* _Required action_:
For each record that follows, restate the text exactly and drop the pictures.
Recorded information START
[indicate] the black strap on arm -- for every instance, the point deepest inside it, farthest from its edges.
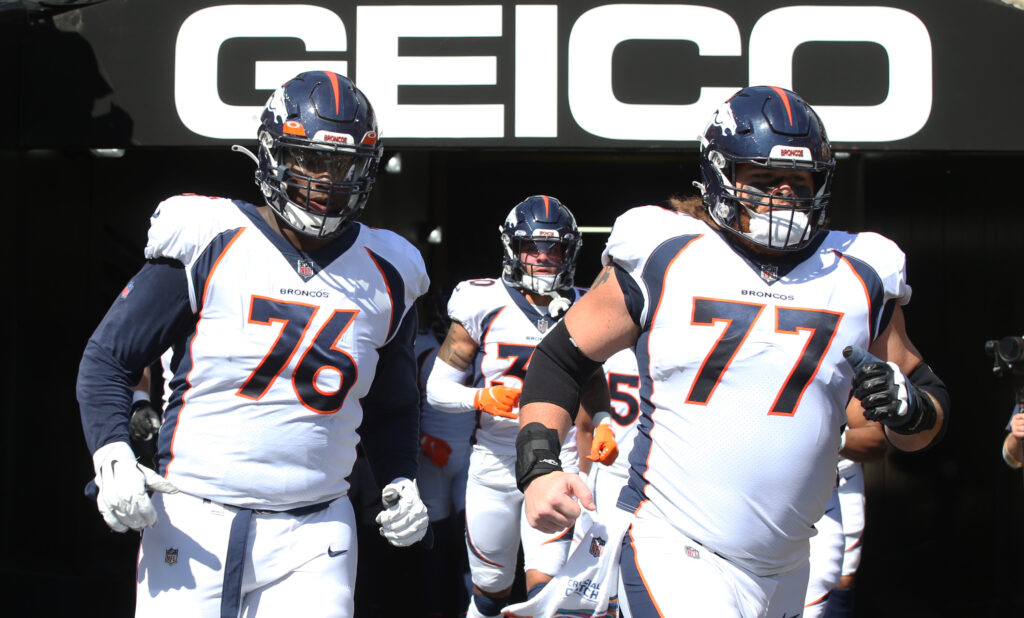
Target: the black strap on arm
(537, 449)
(925, 381)
(557, 371)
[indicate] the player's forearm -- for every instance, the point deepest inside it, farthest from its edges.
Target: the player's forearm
(548, 414)
(922, 440)
(1013, 453)
(445, 391)
(864, 444)
(104, 397)
(390, 430)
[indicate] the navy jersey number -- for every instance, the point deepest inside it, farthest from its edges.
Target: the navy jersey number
(520, 358)
(322, 354)
(615, 384)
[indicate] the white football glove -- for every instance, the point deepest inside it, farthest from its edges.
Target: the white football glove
(123, 484)
(404, 519)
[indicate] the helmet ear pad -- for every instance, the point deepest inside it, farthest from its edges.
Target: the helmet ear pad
(324, 119)
(540, 219)
(775, 129)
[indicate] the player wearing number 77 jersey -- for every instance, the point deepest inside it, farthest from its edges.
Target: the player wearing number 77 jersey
(750, 323)
(296, 324)
(497, 323)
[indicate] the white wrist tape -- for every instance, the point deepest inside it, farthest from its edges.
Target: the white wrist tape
(444, 389)
(1009, 458)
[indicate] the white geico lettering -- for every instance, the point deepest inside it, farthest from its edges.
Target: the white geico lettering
Recorded information END
* _Task answer_:
[indicate] the black strap on arm -- for every instance, the point deepest inside it, farthest from its edges.
Target: the black strap on arm
(537, 449)
(925, 381)
(557, 371)
[indicate] the player's forearm -- for every instance, the point deepest inside it, farthest from its edges.
Target: the player's forearm
(548, 414)
(922, 440)
(1013, 453)
(445, 391)
(864, 444)
(104, 397)
(390, 430)
[indicate] the navy jersey number -- for every instance, the point deepest inside it, farthest from its edges.
Target: the navy jersey number
(520, 358)
(322, 354)
(615, 384)
[indicate] the white football glove -- for every instance, the point deepest inside it, farthest from its edges.
Target: the white football glove
(123, 484)
(404, 519)
[indicate] the helmet ear pad -- for every instance, the point deepest inside it, farthest from its edges.
Target: the helmet ear pad
(324, 119)
(540, 219)
(775, 129)
[indicate] the player wearing number 77 jersey -- for every instance, the point deepest inside it, farthest from its edges.
Target: the player wearing number 77 jersey
(750, 323)
(296, 324)
(497, 323)
[indicate] the white wrist tape -- for every instance, the point deepest inside it, farthest from its edges.
Target: the white wrist tape
(444, 389)
(1009, 458)
[indicate] the white geico lettering -- for every instance, the point deepest inside it, farthest from its edges.
Target: the white geico lettering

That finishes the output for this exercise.